— START OF ENTRIES SUPPLIED —
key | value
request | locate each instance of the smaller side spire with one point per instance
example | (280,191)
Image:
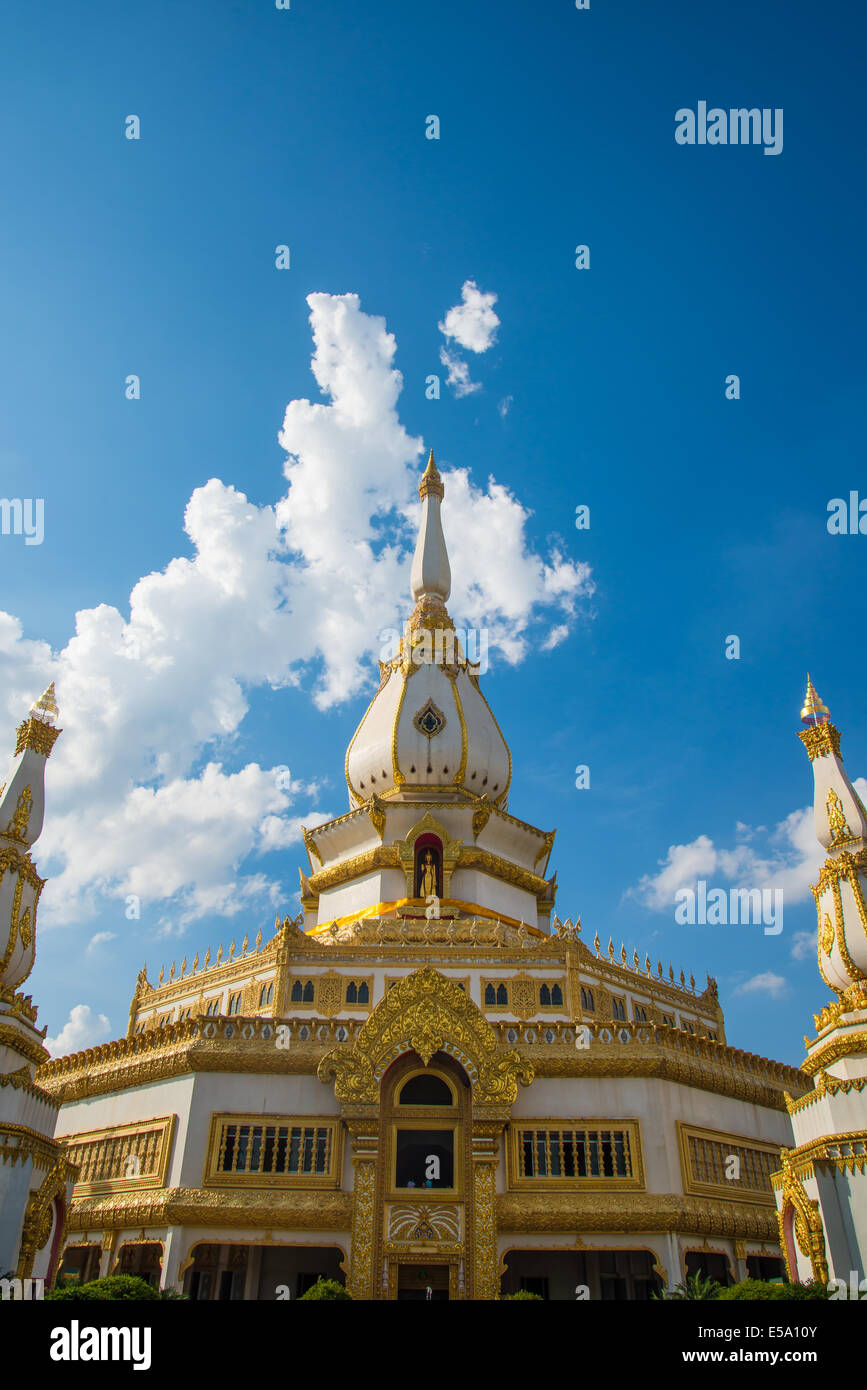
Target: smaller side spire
(431,481)
(813,709)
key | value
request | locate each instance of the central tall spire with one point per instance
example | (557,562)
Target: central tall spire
(431,576)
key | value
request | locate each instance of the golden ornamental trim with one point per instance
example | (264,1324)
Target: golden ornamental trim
(268,1209)
(36,737)
(425,1012)
(820,740)
(556,1212)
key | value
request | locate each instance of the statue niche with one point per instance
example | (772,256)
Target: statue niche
(428,868)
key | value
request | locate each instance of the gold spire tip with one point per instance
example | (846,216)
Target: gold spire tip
(813,709)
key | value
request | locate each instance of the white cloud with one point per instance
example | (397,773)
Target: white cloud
(82,1029)
(99,940)
(788,858)
(459,374)
(289,594)
(803,945)
(766,983)
(473,324)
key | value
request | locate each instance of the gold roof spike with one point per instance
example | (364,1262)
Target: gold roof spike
(813,709)
(46,705)
(431,480)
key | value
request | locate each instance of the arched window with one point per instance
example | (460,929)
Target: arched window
(425,1089)
(428,866)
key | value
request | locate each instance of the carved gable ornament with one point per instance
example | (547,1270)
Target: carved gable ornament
(427,1014)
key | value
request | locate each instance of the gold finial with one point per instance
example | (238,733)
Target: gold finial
(813,712)
(45,708)
(431,481)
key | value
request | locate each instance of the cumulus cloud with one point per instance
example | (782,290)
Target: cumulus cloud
(459,374)
(295,592)
(787,858)
(473,324)
(99,940)
(82,1029)
(764,983)
(803,945)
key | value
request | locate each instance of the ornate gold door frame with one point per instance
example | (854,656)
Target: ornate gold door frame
(425,1014)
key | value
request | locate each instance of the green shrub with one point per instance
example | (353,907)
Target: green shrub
(695,1287)
(759,1289)
(103,1290)
(325,1289)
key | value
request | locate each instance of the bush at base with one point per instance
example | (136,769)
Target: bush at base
(759,1289)
(109,1289)
(325,1289)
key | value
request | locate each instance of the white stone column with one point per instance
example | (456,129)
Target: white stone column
(172,1254)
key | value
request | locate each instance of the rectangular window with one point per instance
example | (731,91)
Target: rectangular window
(246,1148)
(724,1165)
(128,1155)
(595,1151)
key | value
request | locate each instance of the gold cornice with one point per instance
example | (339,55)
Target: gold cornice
(531,1212)
(270,1209)
(851,1044)
(823,1150)
(21,1080)
(388,856)
(31,1144)
(25,1047)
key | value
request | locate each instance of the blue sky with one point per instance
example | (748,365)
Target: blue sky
(602,387)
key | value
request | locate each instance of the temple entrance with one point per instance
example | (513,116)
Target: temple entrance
(423,1282)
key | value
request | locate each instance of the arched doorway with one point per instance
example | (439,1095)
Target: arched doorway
(425,1132)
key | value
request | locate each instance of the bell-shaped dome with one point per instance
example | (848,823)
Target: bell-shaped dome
(428,724)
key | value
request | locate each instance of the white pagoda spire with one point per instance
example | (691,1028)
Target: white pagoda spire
(431,576)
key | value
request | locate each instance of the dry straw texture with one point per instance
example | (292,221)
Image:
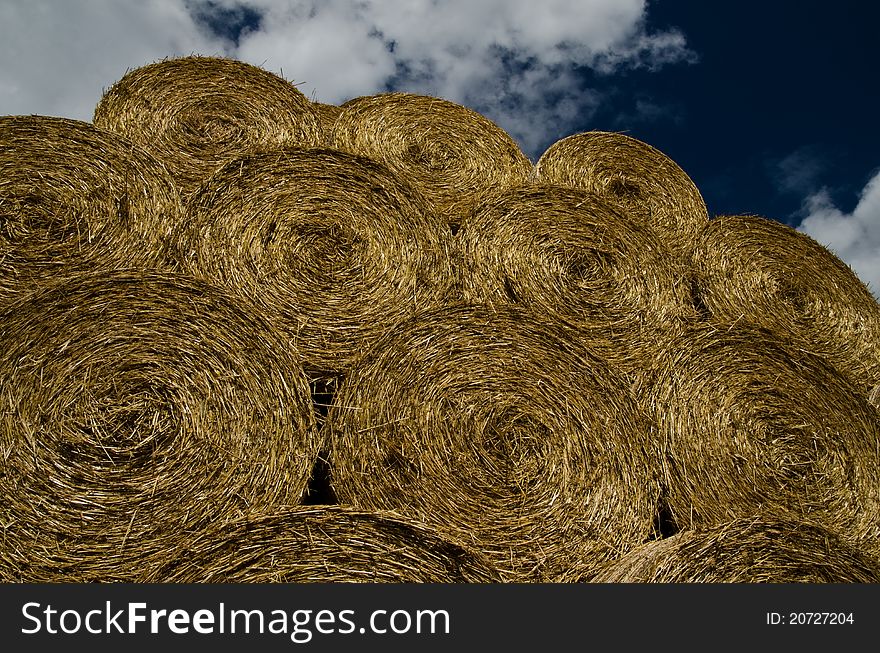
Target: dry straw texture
(136,410)
(649,186)
(333,244)
(747,550)
(759,270)
(73,196)
(453,154)
(196,113)
(327,544)
(492,427)
(748,420)
(567,254)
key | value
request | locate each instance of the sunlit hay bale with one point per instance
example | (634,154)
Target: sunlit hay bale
(567,254)
(452,154)
(75,197)
(327,544)
(196,113)
(650,188)
(762,271)
(494,428)
(136,410)
(749,421)
(333,244)
(747,550)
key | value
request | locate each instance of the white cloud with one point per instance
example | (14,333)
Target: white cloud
(514,60)
(58,57)
(854,237)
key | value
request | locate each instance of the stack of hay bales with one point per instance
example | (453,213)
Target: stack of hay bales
(137,409)
(454,155)
(490,425)
(74,197)
(560,372)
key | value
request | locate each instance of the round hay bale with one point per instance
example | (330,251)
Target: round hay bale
(567,254)
(73,196)
(327,544)
(649,186)
(136,411)
(747,550)
(452,154)
(751,268)
(196,113)
(490,426)
(749,421)
(335,245)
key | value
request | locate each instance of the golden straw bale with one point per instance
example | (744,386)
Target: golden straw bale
(334,245)
(651,188)
(747,550)
(749,421)
(326,544)
(327,115)
(451,153)
(75,197)
(751,268)
(494,428)
(195,113)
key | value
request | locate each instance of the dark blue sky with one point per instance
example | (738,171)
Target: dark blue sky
(783,100)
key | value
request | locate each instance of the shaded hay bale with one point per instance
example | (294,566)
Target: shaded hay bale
(452,154)
(335,245)
(330,544)
(747,550)
(749,421)
(650,187)
(567,254)
(492,427)
(759,270)
(135,410)
(73,196)
(195,113)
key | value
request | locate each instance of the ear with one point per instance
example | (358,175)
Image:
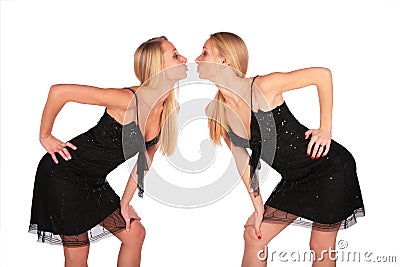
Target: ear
(225,62)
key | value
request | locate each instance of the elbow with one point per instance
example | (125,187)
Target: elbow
(54,89)
(326,73)
(56,92)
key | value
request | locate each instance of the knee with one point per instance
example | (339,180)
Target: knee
(76,256)
(140,232)
(251,239)
(137,234)
(319,246)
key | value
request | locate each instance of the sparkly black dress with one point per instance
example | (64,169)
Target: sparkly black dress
(323,194)
(73,204)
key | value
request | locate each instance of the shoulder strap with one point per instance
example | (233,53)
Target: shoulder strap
(251,92)
(137,104)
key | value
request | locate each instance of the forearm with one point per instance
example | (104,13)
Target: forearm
(325,95)
(130,188)
(55,102)
(256,200)
(132,185)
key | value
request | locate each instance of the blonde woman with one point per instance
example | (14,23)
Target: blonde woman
(73,204)
(319,186)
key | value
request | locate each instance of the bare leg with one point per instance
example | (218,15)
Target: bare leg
(323,245)
(76,256)
(252,256)
(131,247)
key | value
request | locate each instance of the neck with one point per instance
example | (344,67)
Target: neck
(155,96)
(233,88)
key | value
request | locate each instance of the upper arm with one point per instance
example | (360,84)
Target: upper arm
(280,82)
(114,98)
(241,157)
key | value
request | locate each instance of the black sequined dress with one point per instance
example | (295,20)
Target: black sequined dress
(322,193)
(73,204)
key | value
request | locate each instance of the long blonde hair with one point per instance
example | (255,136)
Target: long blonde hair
(148,64)
(233,48)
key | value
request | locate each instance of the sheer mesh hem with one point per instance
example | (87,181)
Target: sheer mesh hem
(273,215)
(111,225)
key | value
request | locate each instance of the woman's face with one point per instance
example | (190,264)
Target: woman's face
(209,61)
(173,63)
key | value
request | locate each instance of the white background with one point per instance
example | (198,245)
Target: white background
(92,42)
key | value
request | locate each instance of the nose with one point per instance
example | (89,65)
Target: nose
(183,59)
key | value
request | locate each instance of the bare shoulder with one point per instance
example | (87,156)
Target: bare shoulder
(270,83)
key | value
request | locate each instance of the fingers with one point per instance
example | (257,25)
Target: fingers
(54,158)
(307,134)
(128,224)
(318,145)
(258,231)
(71,145)
(66,153)
(61,152)
(328,146)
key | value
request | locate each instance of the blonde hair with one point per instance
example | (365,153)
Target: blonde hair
(233,48)
(148,64)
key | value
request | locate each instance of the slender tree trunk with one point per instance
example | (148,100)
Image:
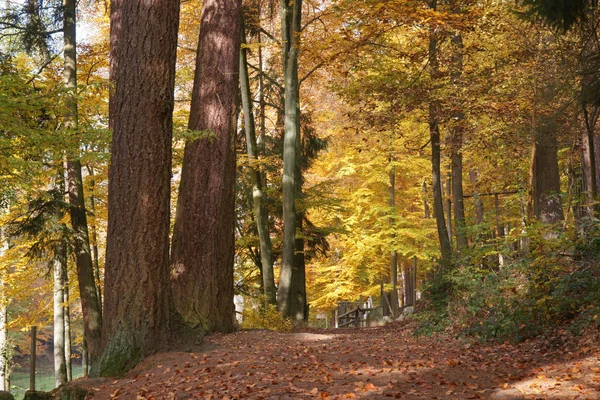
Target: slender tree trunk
(476,199)
(143,50)
(202,253)
(449,205)
(290,25)
(298,297)
(58,263)
(394,254)
(258,196)
(409,290)
(545,178)
(68,350)
(90,304)
(3,320)
(426,211)
(96,258)
(589,157)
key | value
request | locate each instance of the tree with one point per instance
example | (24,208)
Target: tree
(202,253)
(434,137)
(91,305)
(142,65)
(262,225)
(290,300)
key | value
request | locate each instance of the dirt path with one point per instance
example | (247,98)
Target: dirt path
(371,363)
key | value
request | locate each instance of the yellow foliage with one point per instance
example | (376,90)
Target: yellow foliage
(257,317)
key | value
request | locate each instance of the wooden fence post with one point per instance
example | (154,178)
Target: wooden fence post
(33,358)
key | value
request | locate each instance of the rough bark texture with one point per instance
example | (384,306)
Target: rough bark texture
(58,264)
(90,304)
(142,66)
(203,238)
(290,26)
(258,196)
(434,134)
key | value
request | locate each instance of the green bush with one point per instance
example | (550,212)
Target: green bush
(258,316)
(557,282)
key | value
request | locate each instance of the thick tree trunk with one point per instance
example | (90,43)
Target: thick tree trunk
(202,254)
(90,304)
(258,196)
(290,17)
(58,264)
(142,66)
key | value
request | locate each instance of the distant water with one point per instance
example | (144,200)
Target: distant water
(44,380)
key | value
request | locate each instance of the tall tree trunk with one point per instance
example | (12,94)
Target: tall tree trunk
(290,26)
(545,178)
(95,256)
(258,196)
(3,319)
(58,263)
(394,254)
(426,211)
(456,140)
(476,199)
(589,157)
(202,254)
(449,205)
(142,66)
(90,304)
(299,303)
(68,350)
(434,134)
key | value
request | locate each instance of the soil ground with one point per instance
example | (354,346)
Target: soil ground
(369,363)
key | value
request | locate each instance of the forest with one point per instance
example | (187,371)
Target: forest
(181,174)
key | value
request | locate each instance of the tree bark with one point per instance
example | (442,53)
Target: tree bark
(394,254)
(545,178)
(3,320)
(90,304)
(434,134)
(67,308)
(456,140)
(142,66)
(290,26)
(202,253)
(476,199)
(258,196)
(95,256)
(58,264)
(426,211)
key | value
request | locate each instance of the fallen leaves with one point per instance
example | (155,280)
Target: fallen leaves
(386,362)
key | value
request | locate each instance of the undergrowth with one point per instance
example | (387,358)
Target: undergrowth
(553,283)
(257,315)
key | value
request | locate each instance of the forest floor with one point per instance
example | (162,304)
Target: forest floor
(369,363)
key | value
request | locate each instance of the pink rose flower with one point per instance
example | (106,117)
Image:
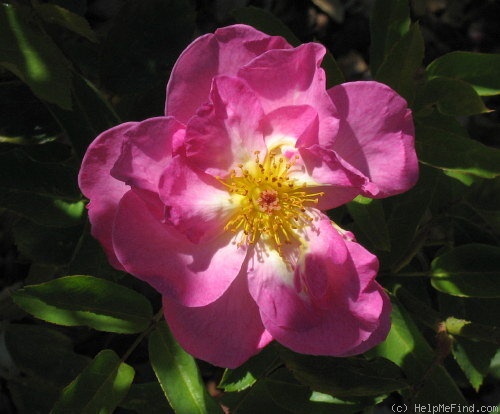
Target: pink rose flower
(218,204)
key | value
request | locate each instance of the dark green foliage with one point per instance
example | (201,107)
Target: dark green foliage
(78,336)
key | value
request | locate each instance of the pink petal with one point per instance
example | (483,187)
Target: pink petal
(146,150)
(153,251)
(292,77)
(226,332)
(328,304)
(101,188)
(225,131)
(197,204)
(337,180)
(376,136)
(296,124)
(221,53)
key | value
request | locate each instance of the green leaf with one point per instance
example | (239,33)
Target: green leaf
(52,13)
(178,375)
(29,53)
(468,271)
(406,347)
(451,96)
(405,217)
(32,395)
(345,377)
(390,20)
(87,301)
(478,69)
(146,398)
(474,359)
(443,149)
(472,330)
(43,353)
(99,388)
(140,48)
(247,374)
(400,65)
(256,399)
(297,398)
(266,22)
(368,215)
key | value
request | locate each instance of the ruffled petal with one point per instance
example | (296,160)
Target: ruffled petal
(225,131)
(376,136)
(293,77)
(337,180)
(226,332)
(154,251)
(101,188)
(146,150)
(197,204)
(328,303)
(220,53)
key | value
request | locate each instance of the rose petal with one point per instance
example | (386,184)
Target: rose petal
(376,136)
(146,150)
(293,77)
(101,188)
(198,205)
(327,305)
(220,53)
(225,132)
(339,183)
(153,251)
(226,332)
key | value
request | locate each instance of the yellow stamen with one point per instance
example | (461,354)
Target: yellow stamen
(272,206)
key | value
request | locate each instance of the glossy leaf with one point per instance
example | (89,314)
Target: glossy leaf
(52,13)
(29,53)
(87,301)
(268,23)
(390,20)
(247,374)
(474,359)
(99,388)
(146,398)
(473,330)
(299,399)
(400,65)
(406,347)
(369,217)
(178,374)
(32,395)
(345,377)
(451,97)
(446,150)
(406,215)
(38,351)
(478,69)
(469,270)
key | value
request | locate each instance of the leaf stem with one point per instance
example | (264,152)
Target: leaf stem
(157,318)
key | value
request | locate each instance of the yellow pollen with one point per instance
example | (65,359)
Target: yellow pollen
(271,206)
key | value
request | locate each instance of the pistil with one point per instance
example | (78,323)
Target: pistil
(272,206)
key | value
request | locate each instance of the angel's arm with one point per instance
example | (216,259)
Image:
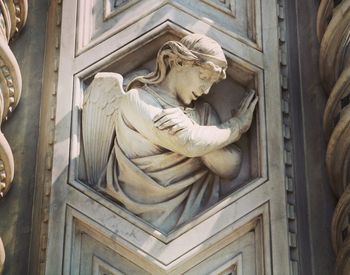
— END OF ENTRIES SUPPLIED —
- REQUIRED WORK -
Copy out every line in the records above that contains the word "dirt".

- ANSWER TO THIS PROBLEM -
request | locate each instance of the dirt path with one point per instance
Target: dirt path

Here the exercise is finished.